#### Selected extract:
--------------------------------

Six Nations: Electric Ben Earl embodies England's new era after World Cup Eureka moment
Ben Earl was once an acquired Test-match taste, but England’s outspoken Saracen has stormed from Mr Marmite to the best No 8 since sliced bread.
The erudite 26-year-old loves two things: polarising opinion and splintering opposition defences.
To England’s full benefit, increasingly he focuses on the latter, but the Redhill native still knows how to get under people’s skin.
When he is not calling out pundits for perceived slights against England, Earl is calling himself out instead, having publicly challenged himself to become a world-class back-row forward.
Earl ran amok as England toppled the mighty Ireland 23-22 at Twickenham on Saturday, denying the visitors’ quest for successive Six Nations Grand Slams.
The Comparative Literature graduate was still on the field of victory when he skewered a second set of foes, the naysaying pundits, to the TV cameras.

--------------------------------

#### Given entries:

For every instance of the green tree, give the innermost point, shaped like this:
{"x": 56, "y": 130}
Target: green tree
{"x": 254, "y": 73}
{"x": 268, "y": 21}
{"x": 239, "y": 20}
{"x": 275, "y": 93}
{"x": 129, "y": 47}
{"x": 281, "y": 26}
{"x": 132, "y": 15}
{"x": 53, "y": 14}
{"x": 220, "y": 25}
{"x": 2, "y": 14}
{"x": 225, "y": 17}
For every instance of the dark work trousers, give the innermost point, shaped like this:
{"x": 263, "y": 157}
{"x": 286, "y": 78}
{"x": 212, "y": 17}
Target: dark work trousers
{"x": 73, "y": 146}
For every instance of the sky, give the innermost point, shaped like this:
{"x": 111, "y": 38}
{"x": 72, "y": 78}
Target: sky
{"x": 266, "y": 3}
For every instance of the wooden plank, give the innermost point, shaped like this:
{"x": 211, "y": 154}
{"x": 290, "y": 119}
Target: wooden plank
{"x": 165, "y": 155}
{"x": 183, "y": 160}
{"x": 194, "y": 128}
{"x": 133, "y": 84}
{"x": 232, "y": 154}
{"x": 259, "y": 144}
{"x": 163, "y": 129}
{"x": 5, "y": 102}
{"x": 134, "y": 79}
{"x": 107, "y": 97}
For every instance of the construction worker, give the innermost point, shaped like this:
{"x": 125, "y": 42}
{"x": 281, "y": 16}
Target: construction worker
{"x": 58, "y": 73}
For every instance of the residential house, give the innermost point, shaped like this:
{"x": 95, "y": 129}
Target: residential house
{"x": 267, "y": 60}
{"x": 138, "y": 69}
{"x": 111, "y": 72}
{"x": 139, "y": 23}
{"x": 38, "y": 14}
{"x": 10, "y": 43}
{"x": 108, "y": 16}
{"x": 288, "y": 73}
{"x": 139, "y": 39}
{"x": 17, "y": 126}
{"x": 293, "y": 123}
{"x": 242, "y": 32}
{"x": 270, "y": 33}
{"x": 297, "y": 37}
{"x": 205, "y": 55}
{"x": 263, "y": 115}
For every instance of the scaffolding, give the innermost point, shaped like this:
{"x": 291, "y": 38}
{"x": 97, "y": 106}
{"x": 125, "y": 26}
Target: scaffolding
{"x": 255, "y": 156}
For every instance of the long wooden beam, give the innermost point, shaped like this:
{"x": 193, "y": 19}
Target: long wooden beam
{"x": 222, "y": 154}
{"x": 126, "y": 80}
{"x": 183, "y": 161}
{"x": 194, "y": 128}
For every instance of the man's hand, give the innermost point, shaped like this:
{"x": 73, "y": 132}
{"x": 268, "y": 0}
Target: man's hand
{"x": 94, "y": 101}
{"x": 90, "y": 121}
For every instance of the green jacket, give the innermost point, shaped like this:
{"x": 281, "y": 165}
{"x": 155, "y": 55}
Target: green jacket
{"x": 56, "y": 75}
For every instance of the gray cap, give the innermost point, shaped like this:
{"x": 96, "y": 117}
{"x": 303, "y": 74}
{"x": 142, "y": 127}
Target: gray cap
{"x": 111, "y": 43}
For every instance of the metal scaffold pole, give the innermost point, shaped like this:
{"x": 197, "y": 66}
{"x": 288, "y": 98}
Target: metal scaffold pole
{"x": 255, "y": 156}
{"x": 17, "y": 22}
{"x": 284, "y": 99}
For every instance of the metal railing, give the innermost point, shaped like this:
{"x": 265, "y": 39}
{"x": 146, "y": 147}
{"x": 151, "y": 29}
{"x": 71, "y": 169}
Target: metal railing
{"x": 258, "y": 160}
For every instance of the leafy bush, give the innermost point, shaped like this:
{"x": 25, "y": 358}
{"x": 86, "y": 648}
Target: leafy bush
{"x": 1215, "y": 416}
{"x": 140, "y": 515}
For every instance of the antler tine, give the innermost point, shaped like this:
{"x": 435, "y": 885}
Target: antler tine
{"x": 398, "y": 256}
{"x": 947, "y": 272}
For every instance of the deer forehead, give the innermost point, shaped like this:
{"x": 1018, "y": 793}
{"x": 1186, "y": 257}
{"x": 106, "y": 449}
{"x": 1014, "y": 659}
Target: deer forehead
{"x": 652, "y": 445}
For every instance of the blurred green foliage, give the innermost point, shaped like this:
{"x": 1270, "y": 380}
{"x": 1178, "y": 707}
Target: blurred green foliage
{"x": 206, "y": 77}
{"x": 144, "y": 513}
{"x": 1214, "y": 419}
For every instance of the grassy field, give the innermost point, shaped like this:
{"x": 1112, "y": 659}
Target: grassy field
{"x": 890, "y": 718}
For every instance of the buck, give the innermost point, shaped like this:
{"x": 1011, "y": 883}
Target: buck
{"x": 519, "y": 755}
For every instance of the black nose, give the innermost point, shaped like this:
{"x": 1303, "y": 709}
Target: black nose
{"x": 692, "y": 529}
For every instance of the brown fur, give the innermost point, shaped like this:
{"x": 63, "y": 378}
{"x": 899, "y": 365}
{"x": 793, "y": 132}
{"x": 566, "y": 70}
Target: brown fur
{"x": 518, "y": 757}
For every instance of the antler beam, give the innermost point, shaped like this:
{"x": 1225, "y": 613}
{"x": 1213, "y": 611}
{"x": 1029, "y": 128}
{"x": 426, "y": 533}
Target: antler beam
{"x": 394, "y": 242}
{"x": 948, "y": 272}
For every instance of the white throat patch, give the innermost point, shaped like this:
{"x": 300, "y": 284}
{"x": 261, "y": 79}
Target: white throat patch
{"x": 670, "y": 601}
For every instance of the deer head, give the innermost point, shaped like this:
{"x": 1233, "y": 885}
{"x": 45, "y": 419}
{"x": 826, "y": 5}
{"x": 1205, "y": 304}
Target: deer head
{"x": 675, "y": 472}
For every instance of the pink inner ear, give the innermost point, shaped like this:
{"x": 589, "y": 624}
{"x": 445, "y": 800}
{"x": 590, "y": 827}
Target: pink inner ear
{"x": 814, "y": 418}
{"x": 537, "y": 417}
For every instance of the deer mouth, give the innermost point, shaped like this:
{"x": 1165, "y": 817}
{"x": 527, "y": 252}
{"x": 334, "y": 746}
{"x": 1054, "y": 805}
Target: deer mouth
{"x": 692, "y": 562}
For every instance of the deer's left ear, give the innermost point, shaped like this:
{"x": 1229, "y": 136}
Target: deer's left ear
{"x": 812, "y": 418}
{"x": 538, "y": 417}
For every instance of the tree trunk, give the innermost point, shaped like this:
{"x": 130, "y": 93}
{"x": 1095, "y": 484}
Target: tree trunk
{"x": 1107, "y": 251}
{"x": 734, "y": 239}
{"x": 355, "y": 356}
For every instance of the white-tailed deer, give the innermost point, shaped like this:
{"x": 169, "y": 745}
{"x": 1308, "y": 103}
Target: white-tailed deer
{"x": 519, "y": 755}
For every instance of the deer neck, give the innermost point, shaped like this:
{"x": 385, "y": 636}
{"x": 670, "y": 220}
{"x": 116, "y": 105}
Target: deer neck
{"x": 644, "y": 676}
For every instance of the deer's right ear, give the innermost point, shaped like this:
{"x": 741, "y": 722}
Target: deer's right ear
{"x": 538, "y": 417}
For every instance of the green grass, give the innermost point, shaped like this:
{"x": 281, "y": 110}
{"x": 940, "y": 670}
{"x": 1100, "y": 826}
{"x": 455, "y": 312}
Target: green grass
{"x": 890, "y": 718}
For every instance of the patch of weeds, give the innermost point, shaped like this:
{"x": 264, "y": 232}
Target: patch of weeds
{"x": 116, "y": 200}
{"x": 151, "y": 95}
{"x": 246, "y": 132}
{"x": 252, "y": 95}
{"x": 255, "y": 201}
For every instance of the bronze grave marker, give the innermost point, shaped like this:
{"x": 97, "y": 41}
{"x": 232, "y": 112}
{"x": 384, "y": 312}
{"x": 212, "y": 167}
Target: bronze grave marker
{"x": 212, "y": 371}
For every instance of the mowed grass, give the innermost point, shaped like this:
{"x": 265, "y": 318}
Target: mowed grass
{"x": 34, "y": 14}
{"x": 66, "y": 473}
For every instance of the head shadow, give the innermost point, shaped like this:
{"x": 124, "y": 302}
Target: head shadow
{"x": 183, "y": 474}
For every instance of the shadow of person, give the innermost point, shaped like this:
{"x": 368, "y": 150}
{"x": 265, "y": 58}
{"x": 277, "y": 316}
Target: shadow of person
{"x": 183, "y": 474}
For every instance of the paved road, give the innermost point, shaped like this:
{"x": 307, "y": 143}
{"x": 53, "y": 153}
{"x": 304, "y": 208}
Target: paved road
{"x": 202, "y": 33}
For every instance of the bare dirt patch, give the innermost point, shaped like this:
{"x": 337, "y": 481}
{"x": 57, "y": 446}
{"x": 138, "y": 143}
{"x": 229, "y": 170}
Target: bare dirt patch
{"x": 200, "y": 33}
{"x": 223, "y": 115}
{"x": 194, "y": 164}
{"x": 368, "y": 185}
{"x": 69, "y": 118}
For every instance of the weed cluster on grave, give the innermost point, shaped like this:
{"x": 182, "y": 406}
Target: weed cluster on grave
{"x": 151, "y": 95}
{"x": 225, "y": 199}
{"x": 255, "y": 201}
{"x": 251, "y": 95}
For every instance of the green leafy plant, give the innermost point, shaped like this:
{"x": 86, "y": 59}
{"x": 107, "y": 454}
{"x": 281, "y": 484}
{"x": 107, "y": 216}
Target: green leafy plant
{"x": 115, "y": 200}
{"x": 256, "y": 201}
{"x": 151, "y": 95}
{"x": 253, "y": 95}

--------------------------------

#### Exercise requirements:
1. Repeat the passage of the Ben Earl article starting at "The Comparative Literature" and ending at "the TV cameras.".
2. Summarize the Ben Earl article in two sentences.
The items play no part in what is asked here.

#### Results in order:
1.
The Comparative Literature graduate was still on the field of victory when he skewered a second set of foes, the naysaying pundits, to the TV cameras.

2. Ben Earl, England's outspoken 26-year-old Saracen, has gone from a polarizing figure to a highly rated No 8 and has publicly challenged himself to become a world-class back-row forward. He ran amok as England beat Ireland 23-22 at Twickenham, ending their bid for successive Six Nations Grand Slams, and then took aim at the naysaying pundits in front of the TV cameras.